## Selection
# # # # # # #
Recent trading shows that the chip industry has been hit hard, with AMD shares plunging 17% and Palantir dropping 12%. Meanwhile, Alphabet announced that its capital expenditures this year will double, more than 50% above analysts' estimates. This aggressive spending plan sparked concerns about Alphabet’s return prospects, causing its share price to fall sharply before the open. Although losses later narrowed, the stock remained in the red.


This sell-off is highly contagious, sweeping through Asian markets overnight. Affected by the plunge in Wall Street chip stocks, South Korea’s Kospi Index fell nearly 4%. Meanwhile, the volatility is not limited to equities: Bitcoin fell below $70,000 for the first time since the 2024 U.S. election, down more than 40% from the peak in October last year; the precious metals market was also turbulent, with silver prices plummeting as much as 17% and intraday losses holding around 10%.
# # # # # # #
## Material shown
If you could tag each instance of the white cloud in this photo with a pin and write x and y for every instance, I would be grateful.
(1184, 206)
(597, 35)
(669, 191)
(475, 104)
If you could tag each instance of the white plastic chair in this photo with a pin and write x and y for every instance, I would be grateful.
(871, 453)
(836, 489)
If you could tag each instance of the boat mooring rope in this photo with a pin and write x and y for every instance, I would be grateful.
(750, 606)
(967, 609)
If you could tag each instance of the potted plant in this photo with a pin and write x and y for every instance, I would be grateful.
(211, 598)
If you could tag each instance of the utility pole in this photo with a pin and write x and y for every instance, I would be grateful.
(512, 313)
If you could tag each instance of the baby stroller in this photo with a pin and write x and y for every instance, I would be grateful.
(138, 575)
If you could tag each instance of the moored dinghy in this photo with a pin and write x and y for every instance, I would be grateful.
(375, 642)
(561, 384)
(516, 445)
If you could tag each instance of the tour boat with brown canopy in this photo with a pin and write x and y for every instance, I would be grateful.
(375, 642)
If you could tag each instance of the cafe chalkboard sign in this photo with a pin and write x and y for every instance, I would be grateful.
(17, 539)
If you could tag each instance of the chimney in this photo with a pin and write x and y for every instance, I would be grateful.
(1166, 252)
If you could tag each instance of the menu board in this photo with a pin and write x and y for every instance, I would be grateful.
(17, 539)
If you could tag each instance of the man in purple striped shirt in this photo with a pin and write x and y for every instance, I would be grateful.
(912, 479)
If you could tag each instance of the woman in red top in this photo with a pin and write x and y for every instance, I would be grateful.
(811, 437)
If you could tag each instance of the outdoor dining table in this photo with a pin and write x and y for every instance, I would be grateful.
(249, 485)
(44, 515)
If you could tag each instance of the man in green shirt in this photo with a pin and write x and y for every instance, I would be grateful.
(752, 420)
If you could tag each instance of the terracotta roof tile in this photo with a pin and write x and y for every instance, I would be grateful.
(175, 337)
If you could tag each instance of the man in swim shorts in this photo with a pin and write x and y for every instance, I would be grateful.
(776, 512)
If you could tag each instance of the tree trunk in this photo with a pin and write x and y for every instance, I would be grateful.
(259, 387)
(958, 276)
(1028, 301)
# # # # # # #
## Directions
Rewrite the part of the market report that opens with the words "This sell-off is" and closes with "holding around 10%.", replacing "silver" with "gold".

## Exercise answer
This sell-off is highly contagious, sweeping through Asian markets overnight. Affected by the plunge in Wall Street chip stocks, South Korea’s Kospi Index fell nearly 4%. Meanwhile, the volatility is not limited to equities: Bitcoin fell below $70,000 for the first time since the 2024 U.S. election, down more than 40% from the peak in October last year; the precious metals market was also turbulent, with gold prices plummeting as much as 17% and intraday losses holding around 10%.